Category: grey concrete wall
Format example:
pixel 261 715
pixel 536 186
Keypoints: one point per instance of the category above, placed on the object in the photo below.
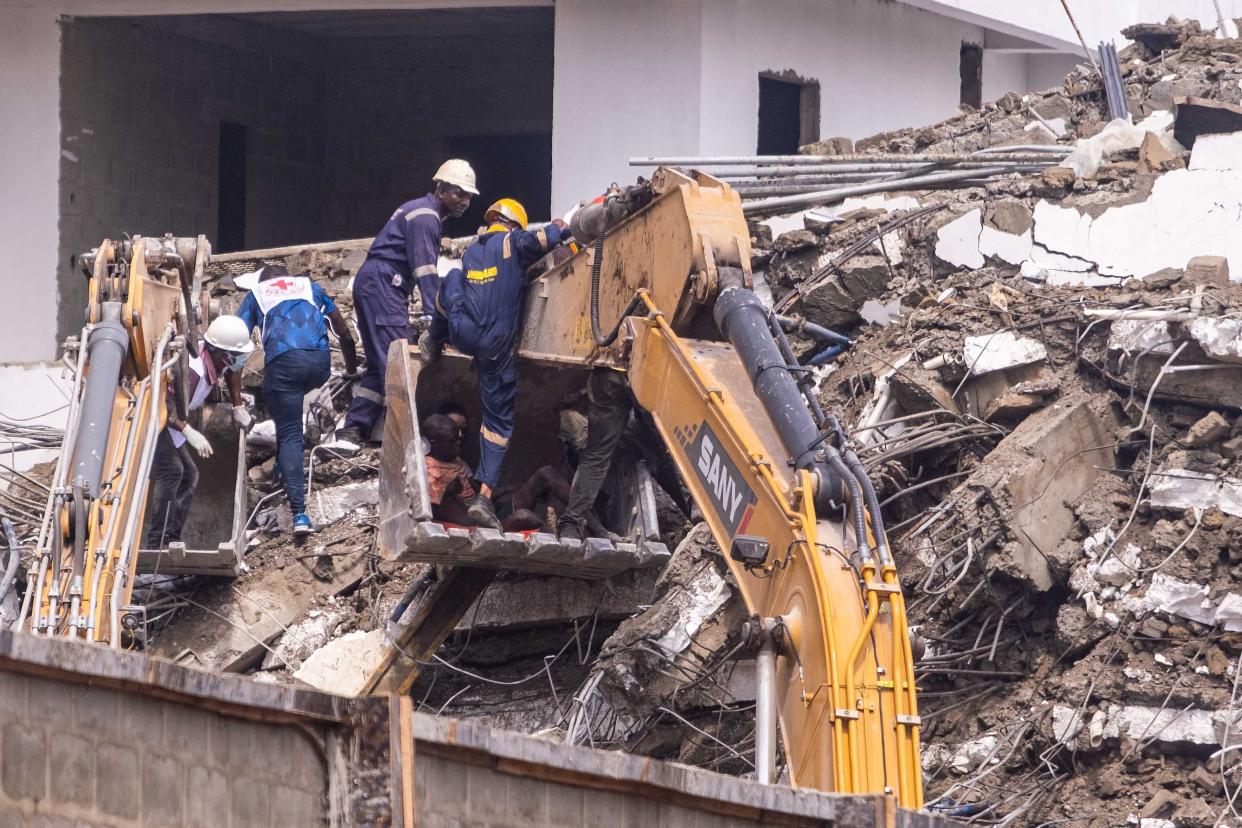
pixel 398 106
pixel 142 99
pixel 95 738
pixel 98 756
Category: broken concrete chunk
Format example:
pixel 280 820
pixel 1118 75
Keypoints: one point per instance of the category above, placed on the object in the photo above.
pixel 1221 339
pixel 1178 597
pixel 1210 271
pixel 1007 247
pixel 958 241
pixel 1140 335
pixel 1169 729
pixel 1009 216
pixel 1207 431
pixel 794 241
pixel 1119 567
pixel 970 755
pixel 342 667
pixel 1154 157
pixel 302 638
pixel 1012 405
pixel 1001 350
pixel 1232 448
pixel 332 504
pixel 1181 488
pixel 1159 37
pixel 1228 615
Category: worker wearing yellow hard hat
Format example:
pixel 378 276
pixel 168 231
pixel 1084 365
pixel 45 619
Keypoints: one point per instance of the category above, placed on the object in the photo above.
pixel 477 312
pixel 506 214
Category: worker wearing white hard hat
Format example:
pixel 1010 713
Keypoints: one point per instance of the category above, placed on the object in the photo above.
pixel 174 473
pixel 404 255
pixel 294 315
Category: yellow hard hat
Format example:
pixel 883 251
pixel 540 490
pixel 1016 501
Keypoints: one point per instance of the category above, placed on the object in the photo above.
pixel 507 209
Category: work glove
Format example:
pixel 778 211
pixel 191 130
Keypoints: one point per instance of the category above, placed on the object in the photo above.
pixel 198 442
pixel 242 417
pixel 430 348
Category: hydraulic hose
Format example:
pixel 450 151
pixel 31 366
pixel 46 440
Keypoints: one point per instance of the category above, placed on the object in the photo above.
pixel 602 339
pixel 743 319
pixel 810 329
pixel 857 498
pixel 10 570
pixel 877 519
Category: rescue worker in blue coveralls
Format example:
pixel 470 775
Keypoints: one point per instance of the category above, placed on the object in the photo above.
pixel 477 312
pixel 404 253
pixel 293 314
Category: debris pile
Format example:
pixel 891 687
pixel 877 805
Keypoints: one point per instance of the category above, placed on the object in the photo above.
pixel 1045 382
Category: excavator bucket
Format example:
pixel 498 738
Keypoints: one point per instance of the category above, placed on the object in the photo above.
pixel 407 529
pixel 214 536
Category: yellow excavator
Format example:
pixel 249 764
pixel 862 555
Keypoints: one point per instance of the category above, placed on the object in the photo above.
pixel 667 265
pixel 144 306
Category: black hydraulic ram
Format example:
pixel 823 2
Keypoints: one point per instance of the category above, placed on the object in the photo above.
pixel 743 320
pixel 107 346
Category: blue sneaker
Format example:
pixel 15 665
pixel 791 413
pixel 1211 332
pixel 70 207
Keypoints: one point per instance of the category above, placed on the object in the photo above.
pixel 302 524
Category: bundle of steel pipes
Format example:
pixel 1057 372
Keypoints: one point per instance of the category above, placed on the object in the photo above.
pixel 774 183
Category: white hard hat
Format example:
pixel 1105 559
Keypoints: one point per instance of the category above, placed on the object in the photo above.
pixel 457 173
pixel 230 334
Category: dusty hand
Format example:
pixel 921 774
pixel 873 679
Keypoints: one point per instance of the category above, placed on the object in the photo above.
pixel 198 442
pixel 242 417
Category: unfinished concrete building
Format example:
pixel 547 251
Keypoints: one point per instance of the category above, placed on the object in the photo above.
pixel 1012 328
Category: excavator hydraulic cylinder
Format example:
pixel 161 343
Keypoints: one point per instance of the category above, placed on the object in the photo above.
pixel 743 319
pixel 107 346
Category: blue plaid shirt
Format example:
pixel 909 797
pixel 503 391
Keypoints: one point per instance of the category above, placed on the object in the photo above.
pixel 291 325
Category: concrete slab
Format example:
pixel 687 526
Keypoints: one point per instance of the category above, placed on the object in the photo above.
pixel 236 633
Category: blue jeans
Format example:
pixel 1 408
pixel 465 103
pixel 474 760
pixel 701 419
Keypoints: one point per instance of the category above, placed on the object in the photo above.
pixel 174 477
pixel 287 379
pixel 383 315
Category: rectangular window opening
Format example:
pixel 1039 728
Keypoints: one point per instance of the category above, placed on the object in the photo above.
pixel 789 113
pixel 971 70
pixel 231 189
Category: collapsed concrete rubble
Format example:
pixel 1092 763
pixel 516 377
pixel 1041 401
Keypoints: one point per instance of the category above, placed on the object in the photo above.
pixel 1045 385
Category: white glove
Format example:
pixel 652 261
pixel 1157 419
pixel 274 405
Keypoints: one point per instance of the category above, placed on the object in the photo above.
pixel 198 442
pixel 242 417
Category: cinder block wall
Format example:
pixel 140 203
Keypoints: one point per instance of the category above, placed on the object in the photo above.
pixel 76 755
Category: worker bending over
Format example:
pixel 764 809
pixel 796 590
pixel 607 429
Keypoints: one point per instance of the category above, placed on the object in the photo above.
pixel 405 252
pixel 293 314
pixel 174 474
pixel 477 312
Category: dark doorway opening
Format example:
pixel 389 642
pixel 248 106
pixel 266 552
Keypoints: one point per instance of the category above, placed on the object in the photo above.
pixel 971 70
pixel 508 166
pixel 789 113
pixel 231 189
pixel 779 117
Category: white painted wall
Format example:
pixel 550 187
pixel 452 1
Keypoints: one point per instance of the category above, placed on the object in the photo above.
pixel 632 77
pixel 879 65
pixel 35 395
pixel 30 145
pixel 626 81
pixel 1005 72
pixel 1045 20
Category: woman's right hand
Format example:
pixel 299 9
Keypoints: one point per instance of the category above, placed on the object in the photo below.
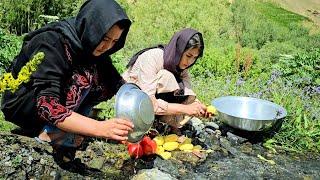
pixel 195 109
pixel 116 129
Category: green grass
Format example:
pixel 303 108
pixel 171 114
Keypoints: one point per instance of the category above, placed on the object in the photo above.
pixel 279 15
pixel 265 30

☆ ☆ ☆ ☆ ☆

Rewrite all the items above, changing every occurrence of "Format example" to "Sample format" and leaving everything else the same. Leave the pictures out of your output.

Category: grey concrete wall
Sample format:
pixel 261 715
pixel 536 186
Keypoints: one point per instance of the category above, placed on the object in the photo below.
pixel 398 106
pixel 142 99
pixel 95 738
pixel 98 756
Category: broken concrete chunk
Sample format:
pixel 280 820
pixel 1118 75
Keypoints: one point per instance of the category above, placed on the object in the photo above.
pixel 1221 339
pixel 1178 597
pixel 1210 271
pixel 1007 247
pixel 958 241
pixel 1140 335
pixel 1169 729
pixel 1009 216
pixel 1207 431
pixel 794 241
pixel 1119 567
pixel 970 755
pixel 342 667
pixel 1154 157
pixel 302 638
pixel 1012 405
pixel 1001 350
pixel 1232 448
pixel 332 504
pixel 1181 488
pixel 1159 37
pixel 1228 615
Category: worker wearing yellow hard hat
Sample format:
pixel 378 276
pixel 168 231
pixel 1084 365
pixel 45 619
Keypoints: one point per instance of the category above, placed on the object in the photo above.
pixel 477 312
pixel 506 214
Category: worker wearing white hard hat
Sample format:
pixel 1010 713
Keypoints: one point per instance of the category above, placed on the object in the photo above.
pixel 174 473
pixel 404 255
pixel 294 315
Category: yellow hard hat
Sample format:
pixel 883 251
pixel 540 490
pixel 1016 501
Keypoints: one point per instance of the category above, placed on the object in the photo above.
pixel 507 209
Category: work glove
Sample format:
pixel 778 211
pixel 191 130
Keypoints: one point per instance of the category above, placed on the object in the photo above.
pixel 198 442
pixel 242 417
pixel 430 348
Category: hydraulic hose
Sample format:
pixel 450 151
pixel 31 366
pixel 46 440
Keypoints: one point per instance of the category above, placed on the object in the photo above.
pixel 602 339
pixel 743 319
pixel 810 329
pixel 857 498
pixel 10 570
pixel 877 519
Category: rescue worker in blue coveralls
Sample format:
pixel 470 775
Keypoints: one point per instance of the category above, placed on the object in the photo above.
pixel 477 312
pixel 404 253
pixel 293 314
Category: debris pile
Sample format:
pixel 891 687
pixel 877 805
Keypoints: one point per instance of the category above, placed on the object in the photo above.
pixel 1045 382
Category: excavator bucket
Sample format:
pixel 498 738
Keypoints: one point per instance of the category above, placed on the object in the photo above.
pixel 407 529
pixel 214 536
Category: yellow excavator
Sample format:
pixel 249 764
pixel 862 555
Keypoints: one point per instance of the category above, placed on the object in the photo above.
pixel 667 265
pixel 144 306
Category: black hydraulic ram
Sample format:
pixel 823 2
Keypoints: one point per instance of the category above, placed on the object in the photo above.
pixel 743 320
pixel 107 346
Category: blue sneaker
Sample format:
pixel 15 665
pixel 791 413
pixel 1211 332
pixel 70 207
Keypoints: one point per instance of the category above, placed on the object in the photo above.
pixel 302 524
Category: bundle of steel pipes
Sample format:
pixel 1057 372
Keypoints: one point per instance of the category above, placed on the object in the photo above.
pixel 774 183
Category: white hard hat
Sample format:
pixel 1105 559
Keypoints: one point per instance of the category above, placed on the object in the photo above.
pixel 457 173
pixel 230 334
Category: dusty hand
Sample format:
pixel 921 774
pixel 873 679
Keypoints: one point per instance of the category above, placed on the object in the photo above.
pixel 198 442
pixel 242 417
Category: unfinished concrete building
Sample format:
pixel 547 251
Keypoints: one point per instance of the category above, placed on the object in the photo above.
pixel 1012 328
Category: excavator hydraulic cylinder
Sample format:
pixel 161 343
Keypoints: one point per instance of the category above, placed on the object in the photo above.
pixel 743 319
pixel 107 346
Category: blue plaid shirt
Sample format:
pixel 909 797
pixel 503 391
Keypoints: one point per instance of the category above, placed on the object in the photo above.
pixel 291 325
Category: concrete slab
Sample format:
pixel 687 526
Keypoints: one point per instance of the category above, placed on the object in the photo above.
pixel 236 633
Category: blue jeans
Sample format:
pixel 1 408
pixel 465 103
pixel 474 760
pixel 701 419
Keypoints: one point per instance of the category above, placed on the object in the photo above.
pixel 174 477
pixel 287 379
pixel 383 315
Category: rectangular window opening
Sample format:
pixel 1039 728
Keypoints: one point per instance of the category above, placed on the object in the photo above.
pixel 789 113
pixel 971 70
pixel 231 189
Category: collapsed concrete rubble
Sample format:
pixel 1092 763
pixel 516 377
pixel 1041 401
Keypoints: one point per instance of the category above, placed on the object in the photo above.
pixel 1045 385
Category: white glove
Sample format:
pixel 652 261
pixel 1157 419
pixel 274 405
Keypoints: one point per instance of the category above, placed on the object in the photo above.
pixel 198 442
pixel 242 417
Category: cinder block wall
Sample format:
pixel 140 203
Keypoints: one point per instance of the category above, placed on the object in the photo above.
pixel 76 755
Category: worker bending over
Sample format:
pixel 764 809
pixel 796 590
pixel 607 429
Keypoints: one point per instance of the category above, placed on the object in the photo above.
pixel 405 252
pixel 293 314
pixel 174 474
pixel 477 312
Category: dark doorway opening
Sample format:
pixel 389 642
pixel 248 106
pixel 266 552
Keypoints: one point per instance of the category above, placed on the object in the photo above.
pixel 971 70
pixel 508 166
pixel 789 113
pixel 231 189
pixel 779 117
Category: white painted wall
Sample format:
pixel 550 187
pixel 452 1
Keypoints: one point per instance of the category above, placed on the object in the photo above.
pixel 632 77
pixel 879 65
pixel 35 395
pixel 30 145
pixel 626 81
pixel 1005 72
pixel 1045 20
Category: woman's right hand
Sample format:
pixel 299 9
Keypoints: one point per instance of the category above, placed on the object in the photo below.
pixel 195 109
pixel 116 129
Category: green grass
Sample format:
pixel 303 108
pixel 171 114
Keypoints: one point per instance of the category above, placed on the object in the photo above.
pixel 279 15
pixel 265 30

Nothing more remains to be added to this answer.